═════ PASSAGE

= Guy Irving Burch =

Biography of Guy Irving Burch, founder of the Population Reference Bureau

Guy Irving Burch (1899 – January 13, 1951) was an American eugenicist and the founding director of the Population Reference Bureau. Burch coined the phrase "population explosion" during the 1930s, when demographers in the United States and Western Europe were warning of imminent population decline. After World War II, he became a proponent of global population control.

== Early life and education ==
Burch was born in Clayton, NM in 1899. He attended Culver Military Training Academy in Indiana, the Cavalry Officers' Training School in Texas, and Columbia University in New York. He was heavily influenced by such books as The Passing of the Great Race by Madison Grant (1916), The Rising Tide of Color Against White World Supremacy by Lothrop Stoddard (1920), Mankind at the Crossroads by Edward Murray East (1923), and Standing Room Only? by Edward A. Ross (1927).

══════════
═════ EXTRACTED MATERIAL

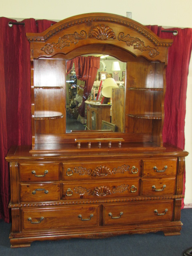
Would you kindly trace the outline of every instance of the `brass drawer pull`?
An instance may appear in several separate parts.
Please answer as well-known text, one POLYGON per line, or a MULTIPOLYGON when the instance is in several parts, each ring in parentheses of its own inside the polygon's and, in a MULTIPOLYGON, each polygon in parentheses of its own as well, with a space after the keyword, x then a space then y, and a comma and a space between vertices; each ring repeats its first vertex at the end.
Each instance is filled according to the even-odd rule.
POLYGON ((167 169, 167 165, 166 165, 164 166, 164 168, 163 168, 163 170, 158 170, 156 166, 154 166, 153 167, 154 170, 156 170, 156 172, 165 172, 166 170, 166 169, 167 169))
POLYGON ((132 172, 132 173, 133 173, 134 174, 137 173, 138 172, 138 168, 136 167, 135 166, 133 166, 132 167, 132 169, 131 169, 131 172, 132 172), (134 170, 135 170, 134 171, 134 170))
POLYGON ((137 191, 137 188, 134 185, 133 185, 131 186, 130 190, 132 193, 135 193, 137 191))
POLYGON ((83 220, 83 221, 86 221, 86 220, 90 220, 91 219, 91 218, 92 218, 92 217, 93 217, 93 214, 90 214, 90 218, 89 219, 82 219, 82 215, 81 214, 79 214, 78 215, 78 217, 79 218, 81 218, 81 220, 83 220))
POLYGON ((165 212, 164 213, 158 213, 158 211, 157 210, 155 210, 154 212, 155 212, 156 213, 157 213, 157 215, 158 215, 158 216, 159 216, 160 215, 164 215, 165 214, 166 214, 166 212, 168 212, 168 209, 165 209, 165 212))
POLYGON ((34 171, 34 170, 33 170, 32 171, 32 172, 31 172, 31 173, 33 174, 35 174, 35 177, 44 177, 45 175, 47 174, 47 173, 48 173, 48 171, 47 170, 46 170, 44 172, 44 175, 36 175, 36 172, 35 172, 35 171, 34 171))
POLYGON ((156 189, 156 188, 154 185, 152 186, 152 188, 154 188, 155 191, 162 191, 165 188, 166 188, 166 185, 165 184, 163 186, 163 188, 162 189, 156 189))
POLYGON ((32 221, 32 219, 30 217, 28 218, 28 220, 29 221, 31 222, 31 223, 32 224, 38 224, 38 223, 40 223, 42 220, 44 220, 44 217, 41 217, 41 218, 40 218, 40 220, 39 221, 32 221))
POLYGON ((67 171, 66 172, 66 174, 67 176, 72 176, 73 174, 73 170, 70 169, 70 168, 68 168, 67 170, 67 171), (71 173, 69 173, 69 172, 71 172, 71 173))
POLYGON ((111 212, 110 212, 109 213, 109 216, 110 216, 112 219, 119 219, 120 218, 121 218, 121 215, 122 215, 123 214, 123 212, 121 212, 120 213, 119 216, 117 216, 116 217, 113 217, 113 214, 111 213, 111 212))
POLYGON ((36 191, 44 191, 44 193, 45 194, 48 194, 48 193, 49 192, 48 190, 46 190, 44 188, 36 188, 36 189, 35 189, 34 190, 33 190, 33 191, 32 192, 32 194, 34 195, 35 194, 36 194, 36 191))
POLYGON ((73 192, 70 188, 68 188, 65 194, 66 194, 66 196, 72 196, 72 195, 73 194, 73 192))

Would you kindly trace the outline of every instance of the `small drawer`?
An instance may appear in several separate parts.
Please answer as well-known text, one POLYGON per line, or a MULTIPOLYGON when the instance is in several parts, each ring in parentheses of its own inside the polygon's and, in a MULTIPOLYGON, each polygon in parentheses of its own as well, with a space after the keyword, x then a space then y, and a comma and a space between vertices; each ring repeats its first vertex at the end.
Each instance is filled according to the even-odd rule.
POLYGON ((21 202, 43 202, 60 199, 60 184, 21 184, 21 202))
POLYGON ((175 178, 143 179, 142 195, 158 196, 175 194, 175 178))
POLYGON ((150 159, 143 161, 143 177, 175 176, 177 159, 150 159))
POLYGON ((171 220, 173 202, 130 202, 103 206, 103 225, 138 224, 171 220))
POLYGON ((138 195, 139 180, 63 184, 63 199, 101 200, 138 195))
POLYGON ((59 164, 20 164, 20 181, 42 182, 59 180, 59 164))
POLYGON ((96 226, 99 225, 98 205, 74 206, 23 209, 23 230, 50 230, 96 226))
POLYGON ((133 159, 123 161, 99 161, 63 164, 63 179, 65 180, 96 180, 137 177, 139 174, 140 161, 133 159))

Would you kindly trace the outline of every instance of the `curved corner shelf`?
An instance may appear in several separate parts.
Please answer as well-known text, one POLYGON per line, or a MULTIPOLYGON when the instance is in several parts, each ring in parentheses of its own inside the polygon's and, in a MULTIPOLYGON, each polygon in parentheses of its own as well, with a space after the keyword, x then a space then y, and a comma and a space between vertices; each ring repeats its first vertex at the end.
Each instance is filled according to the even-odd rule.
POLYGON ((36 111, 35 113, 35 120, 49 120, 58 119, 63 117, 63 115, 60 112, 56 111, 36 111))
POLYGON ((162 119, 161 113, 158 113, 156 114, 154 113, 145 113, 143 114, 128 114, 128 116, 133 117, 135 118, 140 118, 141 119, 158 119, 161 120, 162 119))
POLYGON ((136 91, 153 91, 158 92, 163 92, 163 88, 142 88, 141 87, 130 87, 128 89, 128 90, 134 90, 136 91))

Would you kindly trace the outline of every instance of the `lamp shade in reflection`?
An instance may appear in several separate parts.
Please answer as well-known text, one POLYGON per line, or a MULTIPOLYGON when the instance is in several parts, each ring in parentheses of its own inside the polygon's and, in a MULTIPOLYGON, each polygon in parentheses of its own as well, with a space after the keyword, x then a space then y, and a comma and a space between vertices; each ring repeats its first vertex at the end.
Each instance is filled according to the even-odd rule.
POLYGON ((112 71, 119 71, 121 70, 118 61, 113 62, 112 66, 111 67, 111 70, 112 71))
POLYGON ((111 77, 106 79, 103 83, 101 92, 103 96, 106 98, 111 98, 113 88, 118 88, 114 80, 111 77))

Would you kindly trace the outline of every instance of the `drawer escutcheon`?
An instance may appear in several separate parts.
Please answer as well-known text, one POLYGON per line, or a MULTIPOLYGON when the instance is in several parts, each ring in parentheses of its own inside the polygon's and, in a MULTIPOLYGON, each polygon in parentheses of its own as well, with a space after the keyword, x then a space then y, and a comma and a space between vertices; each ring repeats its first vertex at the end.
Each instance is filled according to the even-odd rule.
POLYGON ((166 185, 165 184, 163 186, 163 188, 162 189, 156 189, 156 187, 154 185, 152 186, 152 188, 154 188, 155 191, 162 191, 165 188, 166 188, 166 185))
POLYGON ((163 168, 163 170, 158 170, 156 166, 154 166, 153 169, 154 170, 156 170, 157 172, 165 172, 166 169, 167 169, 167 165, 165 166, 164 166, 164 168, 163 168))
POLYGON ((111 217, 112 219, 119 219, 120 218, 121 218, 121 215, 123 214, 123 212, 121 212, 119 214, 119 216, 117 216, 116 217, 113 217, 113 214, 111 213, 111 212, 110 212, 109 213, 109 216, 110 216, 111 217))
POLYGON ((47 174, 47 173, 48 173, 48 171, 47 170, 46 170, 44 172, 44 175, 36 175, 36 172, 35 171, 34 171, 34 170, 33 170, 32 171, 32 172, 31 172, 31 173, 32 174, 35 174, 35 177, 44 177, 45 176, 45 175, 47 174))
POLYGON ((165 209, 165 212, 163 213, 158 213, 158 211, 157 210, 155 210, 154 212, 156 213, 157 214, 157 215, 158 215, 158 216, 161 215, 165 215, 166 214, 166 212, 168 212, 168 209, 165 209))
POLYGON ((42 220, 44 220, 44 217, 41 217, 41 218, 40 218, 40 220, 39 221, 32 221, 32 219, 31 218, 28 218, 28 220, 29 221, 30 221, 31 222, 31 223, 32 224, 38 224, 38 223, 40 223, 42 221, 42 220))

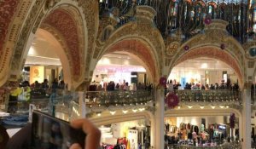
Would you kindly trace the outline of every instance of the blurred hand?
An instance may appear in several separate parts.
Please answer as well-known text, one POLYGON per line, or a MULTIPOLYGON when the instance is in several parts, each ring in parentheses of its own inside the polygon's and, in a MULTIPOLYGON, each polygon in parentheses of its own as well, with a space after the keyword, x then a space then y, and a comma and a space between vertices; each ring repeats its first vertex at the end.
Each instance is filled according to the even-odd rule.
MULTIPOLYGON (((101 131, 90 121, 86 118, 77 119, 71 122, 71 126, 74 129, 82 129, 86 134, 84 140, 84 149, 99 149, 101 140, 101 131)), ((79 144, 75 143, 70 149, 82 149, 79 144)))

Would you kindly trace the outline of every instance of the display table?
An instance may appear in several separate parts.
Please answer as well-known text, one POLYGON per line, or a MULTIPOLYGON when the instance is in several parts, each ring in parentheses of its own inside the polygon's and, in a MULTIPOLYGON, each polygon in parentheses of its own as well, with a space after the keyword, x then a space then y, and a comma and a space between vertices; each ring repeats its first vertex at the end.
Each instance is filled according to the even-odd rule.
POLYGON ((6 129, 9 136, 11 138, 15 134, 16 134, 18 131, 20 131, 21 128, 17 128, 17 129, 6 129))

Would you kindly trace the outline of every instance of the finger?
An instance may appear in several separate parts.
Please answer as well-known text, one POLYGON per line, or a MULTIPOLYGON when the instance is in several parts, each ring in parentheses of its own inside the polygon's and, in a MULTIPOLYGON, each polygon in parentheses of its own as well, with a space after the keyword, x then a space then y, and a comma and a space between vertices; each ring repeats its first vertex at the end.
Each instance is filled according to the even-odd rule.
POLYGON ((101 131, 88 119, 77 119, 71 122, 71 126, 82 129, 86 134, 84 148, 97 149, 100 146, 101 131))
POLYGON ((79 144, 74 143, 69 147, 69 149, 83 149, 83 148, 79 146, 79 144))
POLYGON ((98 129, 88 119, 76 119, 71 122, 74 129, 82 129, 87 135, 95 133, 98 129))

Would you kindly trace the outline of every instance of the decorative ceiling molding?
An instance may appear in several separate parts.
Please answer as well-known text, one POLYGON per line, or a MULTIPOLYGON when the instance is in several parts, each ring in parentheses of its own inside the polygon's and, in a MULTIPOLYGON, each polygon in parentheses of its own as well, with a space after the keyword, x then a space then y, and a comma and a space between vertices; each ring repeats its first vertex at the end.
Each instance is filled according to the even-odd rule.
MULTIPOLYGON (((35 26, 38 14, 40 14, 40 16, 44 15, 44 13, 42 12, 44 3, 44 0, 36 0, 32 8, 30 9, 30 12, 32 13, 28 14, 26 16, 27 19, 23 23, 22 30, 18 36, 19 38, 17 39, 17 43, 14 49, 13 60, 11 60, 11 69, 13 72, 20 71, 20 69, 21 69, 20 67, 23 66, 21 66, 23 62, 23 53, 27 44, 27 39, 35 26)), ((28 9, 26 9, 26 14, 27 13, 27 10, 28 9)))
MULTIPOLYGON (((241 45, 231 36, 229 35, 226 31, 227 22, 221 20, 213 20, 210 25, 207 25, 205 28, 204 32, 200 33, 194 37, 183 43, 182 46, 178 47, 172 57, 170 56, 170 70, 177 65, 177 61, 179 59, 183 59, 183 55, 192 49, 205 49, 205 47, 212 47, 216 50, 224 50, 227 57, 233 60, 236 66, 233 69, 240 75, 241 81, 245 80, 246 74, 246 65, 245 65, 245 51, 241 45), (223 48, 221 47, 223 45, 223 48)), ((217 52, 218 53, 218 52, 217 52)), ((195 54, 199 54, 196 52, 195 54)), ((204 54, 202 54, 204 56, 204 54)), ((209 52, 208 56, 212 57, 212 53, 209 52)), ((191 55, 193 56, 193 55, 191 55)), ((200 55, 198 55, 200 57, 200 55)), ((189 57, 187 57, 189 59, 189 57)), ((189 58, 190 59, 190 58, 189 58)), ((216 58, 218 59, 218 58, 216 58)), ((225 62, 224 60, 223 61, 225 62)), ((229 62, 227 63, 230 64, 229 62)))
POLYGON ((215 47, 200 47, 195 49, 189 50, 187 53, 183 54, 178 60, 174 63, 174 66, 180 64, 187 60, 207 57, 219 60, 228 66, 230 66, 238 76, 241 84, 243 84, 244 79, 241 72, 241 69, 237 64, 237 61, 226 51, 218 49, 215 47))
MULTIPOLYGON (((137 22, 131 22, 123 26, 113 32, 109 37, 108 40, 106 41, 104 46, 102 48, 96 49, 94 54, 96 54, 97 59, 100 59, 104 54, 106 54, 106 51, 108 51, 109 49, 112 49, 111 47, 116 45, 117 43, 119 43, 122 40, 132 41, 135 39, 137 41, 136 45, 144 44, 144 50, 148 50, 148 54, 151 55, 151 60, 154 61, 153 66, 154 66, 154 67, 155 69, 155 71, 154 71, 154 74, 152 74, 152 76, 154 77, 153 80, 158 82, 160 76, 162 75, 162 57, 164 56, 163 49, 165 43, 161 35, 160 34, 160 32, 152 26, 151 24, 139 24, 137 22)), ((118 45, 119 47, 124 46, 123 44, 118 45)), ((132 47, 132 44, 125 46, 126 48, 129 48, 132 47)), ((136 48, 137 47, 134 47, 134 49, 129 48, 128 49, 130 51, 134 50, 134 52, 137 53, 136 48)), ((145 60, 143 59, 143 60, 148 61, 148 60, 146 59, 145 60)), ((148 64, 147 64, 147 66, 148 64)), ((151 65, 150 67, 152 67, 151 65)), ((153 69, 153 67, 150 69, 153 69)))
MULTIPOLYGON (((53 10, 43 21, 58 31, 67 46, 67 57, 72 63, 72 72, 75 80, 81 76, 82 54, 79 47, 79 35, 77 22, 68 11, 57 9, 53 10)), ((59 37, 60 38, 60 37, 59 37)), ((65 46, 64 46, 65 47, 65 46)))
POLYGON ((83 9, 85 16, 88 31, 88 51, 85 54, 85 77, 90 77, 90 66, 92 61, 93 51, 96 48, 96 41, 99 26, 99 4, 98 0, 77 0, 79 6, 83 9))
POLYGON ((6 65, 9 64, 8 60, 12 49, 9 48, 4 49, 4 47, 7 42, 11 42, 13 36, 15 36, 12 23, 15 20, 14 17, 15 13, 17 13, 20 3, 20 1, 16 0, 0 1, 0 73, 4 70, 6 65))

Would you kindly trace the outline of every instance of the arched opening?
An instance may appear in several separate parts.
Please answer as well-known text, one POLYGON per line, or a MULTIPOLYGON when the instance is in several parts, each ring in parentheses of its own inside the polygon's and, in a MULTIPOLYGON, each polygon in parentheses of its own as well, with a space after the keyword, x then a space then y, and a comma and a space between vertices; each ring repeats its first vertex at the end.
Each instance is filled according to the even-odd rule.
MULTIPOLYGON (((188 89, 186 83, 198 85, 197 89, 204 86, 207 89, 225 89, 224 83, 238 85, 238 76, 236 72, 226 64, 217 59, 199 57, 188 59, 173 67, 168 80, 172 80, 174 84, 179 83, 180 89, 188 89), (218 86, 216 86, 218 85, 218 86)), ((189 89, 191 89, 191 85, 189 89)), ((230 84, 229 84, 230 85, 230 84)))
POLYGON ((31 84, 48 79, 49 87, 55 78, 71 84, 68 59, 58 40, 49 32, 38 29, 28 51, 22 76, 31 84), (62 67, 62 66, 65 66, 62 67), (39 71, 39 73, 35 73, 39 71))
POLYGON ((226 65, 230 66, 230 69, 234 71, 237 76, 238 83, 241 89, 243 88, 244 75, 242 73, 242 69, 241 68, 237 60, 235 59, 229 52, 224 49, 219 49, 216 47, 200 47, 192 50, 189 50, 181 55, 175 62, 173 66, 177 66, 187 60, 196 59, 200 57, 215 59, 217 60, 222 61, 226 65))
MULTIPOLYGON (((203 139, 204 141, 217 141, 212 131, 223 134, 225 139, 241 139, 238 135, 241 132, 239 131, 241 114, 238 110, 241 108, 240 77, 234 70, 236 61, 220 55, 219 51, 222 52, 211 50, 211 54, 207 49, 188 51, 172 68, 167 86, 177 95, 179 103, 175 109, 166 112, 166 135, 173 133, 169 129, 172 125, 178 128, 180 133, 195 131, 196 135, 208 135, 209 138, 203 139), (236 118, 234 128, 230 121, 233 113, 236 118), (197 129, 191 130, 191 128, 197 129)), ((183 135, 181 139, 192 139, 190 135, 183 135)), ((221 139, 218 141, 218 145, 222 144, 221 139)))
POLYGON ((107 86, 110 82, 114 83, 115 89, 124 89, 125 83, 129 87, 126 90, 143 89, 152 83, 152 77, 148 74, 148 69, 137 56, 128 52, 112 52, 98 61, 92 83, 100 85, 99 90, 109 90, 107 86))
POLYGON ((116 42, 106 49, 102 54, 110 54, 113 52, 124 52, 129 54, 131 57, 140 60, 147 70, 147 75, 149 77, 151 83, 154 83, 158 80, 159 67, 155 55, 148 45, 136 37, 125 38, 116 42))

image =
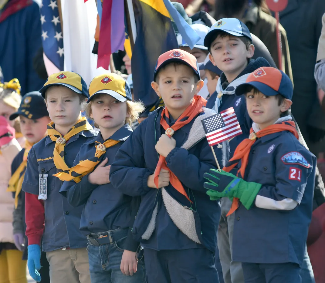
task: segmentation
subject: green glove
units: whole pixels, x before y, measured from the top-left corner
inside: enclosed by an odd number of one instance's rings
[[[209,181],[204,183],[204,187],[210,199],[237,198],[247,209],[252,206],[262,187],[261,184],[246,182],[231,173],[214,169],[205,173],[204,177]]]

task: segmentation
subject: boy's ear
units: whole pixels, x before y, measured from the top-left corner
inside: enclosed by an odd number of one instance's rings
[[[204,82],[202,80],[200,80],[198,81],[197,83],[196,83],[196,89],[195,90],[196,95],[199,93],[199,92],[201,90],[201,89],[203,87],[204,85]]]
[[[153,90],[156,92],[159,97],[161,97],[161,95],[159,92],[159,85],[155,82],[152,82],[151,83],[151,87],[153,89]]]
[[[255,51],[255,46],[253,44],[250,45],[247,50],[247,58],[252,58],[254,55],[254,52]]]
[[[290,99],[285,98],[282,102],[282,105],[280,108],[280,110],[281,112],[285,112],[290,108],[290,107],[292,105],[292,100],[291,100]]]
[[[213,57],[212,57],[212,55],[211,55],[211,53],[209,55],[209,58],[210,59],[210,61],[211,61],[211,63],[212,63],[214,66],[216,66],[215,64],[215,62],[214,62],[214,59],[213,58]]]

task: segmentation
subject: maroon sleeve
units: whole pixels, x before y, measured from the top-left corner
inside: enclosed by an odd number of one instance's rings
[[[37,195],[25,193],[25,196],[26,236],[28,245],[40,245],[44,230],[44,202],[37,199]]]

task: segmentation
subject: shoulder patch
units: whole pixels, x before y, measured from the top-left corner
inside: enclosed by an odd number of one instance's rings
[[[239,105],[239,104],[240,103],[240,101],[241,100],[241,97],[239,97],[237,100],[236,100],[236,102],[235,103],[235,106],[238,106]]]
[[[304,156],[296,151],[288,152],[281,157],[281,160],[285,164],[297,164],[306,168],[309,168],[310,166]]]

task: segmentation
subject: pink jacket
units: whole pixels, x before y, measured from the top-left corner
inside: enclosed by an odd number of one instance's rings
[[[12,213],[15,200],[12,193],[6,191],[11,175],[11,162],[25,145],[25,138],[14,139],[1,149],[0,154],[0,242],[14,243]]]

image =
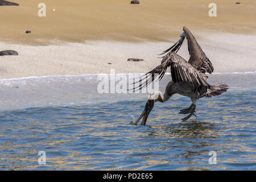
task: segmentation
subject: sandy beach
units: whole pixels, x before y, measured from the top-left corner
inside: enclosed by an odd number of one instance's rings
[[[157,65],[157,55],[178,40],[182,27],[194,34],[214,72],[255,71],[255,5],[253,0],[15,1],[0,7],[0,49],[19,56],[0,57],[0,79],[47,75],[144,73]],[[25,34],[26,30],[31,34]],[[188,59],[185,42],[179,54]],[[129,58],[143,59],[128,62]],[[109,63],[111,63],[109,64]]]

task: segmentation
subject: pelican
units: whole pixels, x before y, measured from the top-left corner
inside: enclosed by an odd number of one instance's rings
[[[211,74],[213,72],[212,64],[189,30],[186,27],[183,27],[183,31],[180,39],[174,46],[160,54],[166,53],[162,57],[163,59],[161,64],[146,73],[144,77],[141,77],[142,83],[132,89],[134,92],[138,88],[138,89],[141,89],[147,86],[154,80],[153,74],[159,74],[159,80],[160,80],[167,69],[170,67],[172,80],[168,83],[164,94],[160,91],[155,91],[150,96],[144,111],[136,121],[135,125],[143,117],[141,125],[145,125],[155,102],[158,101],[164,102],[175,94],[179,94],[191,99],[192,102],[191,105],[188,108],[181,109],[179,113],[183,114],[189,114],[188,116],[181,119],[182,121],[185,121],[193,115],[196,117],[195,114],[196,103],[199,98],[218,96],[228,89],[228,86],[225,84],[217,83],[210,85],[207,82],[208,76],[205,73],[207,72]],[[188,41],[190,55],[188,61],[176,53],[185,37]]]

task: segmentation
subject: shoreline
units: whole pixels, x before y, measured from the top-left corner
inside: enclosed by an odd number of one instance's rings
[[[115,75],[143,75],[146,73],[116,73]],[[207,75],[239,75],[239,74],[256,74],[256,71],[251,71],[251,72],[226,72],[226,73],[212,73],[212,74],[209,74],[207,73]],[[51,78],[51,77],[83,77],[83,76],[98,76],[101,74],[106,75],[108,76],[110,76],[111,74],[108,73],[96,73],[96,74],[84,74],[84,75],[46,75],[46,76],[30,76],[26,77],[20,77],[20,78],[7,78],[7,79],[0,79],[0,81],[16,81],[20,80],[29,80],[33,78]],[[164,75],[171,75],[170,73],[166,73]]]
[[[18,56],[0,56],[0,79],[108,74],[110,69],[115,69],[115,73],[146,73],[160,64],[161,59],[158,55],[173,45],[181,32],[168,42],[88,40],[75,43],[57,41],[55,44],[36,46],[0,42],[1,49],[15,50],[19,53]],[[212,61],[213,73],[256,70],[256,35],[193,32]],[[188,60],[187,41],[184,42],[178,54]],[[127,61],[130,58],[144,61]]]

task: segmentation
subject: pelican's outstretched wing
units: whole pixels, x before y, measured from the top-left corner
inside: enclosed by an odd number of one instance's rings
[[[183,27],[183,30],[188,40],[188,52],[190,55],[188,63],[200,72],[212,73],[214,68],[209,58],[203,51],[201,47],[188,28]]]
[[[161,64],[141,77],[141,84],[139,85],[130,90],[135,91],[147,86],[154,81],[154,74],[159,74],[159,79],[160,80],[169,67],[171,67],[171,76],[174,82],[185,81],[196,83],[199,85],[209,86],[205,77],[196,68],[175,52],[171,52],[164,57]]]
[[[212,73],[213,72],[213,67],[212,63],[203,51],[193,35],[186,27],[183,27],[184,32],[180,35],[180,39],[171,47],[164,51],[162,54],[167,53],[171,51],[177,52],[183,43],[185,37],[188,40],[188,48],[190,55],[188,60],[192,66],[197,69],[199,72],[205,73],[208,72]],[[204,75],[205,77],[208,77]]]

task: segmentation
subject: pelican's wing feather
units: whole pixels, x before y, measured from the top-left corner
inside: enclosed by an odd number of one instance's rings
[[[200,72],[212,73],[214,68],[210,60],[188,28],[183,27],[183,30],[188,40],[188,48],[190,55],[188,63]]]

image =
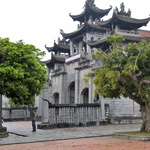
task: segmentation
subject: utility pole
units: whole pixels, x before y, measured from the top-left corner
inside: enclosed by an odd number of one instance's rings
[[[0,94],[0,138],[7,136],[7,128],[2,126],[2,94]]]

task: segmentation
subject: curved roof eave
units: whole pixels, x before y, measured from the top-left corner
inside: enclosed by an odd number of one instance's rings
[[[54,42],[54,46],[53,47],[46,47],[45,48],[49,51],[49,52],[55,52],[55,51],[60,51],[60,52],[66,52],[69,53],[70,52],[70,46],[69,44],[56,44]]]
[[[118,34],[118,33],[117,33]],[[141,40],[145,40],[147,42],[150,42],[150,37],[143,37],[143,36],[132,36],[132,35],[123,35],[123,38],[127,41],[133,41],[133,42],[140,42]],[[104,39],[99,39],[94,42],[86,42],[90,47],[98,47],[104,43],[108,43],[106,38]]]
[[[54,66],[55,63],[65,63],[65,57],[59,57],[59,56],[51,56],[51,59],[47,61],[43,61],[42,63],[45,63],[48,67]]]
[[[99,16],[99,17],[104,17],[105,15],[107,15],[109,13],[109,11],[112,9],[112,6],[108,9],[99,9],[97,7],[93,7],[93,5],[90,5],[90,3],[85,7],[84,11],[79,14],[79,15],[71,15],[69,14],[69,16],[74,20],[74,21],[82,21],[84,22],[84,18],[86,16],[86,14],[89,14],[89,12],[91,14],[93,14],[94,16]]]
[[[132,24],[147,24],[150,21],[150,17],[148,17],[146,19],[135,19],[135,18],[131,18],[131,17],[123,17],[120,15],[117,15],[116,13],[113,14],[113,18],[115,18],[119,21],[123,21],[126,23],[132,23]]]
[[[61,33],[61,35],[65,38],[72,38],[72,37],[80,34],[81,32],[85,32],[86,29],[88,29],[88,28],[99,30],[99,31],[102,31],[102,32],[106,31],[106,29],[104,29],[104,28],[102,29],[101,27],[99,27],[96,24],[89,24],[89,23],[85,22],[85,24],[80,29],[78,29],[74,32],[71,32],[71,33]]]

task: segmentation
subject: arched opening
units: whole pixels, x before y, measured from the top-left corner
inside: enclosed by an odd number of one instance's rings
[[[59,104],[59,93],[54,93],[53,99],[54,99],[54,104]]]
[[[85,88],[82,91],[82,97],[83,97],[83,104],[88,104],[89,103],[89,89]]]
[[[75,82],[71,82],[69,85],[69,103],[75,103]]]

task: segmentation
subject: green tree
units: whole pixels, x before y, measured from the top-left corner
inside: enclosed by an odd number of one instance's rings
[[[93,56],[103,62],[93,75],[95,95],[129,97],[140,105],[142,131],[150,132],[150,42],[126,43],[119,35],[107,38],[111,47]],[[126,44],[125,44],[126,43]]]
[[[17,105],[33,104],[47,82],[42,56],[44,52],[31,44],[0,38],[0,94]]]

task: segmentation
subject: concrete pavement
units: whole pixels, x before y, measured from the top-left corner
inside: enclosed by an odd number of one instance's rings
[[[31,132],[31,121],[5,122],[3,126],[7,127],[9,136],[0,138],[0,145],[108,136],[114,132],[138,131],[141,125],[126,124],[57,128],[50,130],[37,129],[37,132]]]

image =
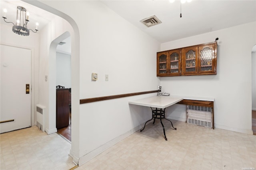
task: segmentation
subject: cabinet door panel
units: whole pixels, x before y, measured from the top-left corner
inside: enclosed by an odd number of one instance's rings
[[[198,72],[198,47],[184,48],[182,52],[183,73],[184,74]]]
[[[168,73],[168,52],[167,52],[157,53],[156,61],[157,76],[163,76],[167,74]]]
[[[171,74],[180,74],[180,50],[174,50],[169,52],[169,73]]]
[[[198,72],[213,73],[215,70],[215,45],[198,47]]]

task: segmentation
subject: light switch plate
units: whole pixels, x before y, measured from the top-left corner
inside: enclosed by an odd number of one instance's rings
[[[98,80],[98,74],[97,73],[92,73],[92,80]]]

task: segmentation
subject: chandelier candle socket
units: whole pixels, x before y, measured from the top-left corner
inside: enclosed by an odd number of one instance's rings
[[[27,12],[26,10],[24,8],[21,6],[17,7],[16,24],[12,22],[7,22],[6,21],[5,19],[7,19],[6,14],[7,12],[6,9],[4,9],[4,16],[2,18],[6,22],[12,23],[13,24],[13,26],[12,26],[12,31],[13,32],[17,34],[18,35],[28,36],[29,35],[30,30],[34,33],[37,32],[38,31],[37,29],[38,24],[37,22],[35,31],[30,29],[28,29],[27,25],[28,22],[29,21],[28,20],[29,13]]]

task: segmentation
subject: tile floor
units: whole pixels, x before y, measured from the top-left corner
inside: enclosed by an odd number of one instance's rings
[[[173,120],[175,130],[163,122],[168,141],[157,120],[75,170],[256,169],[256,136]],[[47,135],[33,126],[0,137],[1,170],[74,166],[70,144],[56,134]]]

══════════

- PROBLEMS TO SOLVE:
a) Turn the paragraph of the biography that begins "Burch was born in Clayton" into a short bulleted list that keeps its main facts.
b) Write the next part of the Guy Irving Burch biography, picking up after its final sentence.
These rows come from a separate source, unrelated to the biography.

- REPLIES:
a)
- Born in Clayton, NM, in 1899
- Attended Culver Military Training Academy in Indiana, the Cavalry Officers' Training School in Texas, and Columbia University in New York
- Strongly influenced by The Passing of the Great Race by Madison Grant (1916), The Rising Tide of Color Against White World Supremacy by Lothrop Stoddard (1920), Mankind at the Crossroads by Edward Murray East (1923), and Standing Room Only? by Edward A. Ross (1927)

b)
== Professional Activities ==
Burch established the Population Reference Bureau in New York in 1929 and moved it to Washington, D.C. shortly thereafter. He was the co-author, with the sociologist, Elmer Pendell, of a self-published 1945 book titled Population Roads to Peace or War, which was republished by Penguin in 1947 as Human Breeding and Survival. The geneticist Bentley Glass described the book as "well written and interesting in style," but "loose and uncritical in analysis and opinion." He predicted that it would "exert a wide but unfortunate influence." Glass's prediction was correct. Burch and Pendell's book was enormously influential, inspiring Road to Survival by William Vogt and Our Plundered Planet by Fairfield Osborn (son of Henry Fairfield Osborn), which in turn inspired The Population Bomb by Paul Ehrlich. It was also a major inspiration for the population activities of Hugh Moore.

While advocating population control overseas, Burch advocated eugenics in the United States to increase the birthrate among high-IQ parents and reduce it among low-IQ parents. He also campaigned against immigration to the United States both before and after World War II. Burch was a member of the Population Association of America, the American Eugenics Society, the Phi Delta Theta fraternity, and the Sons of the American Revolution.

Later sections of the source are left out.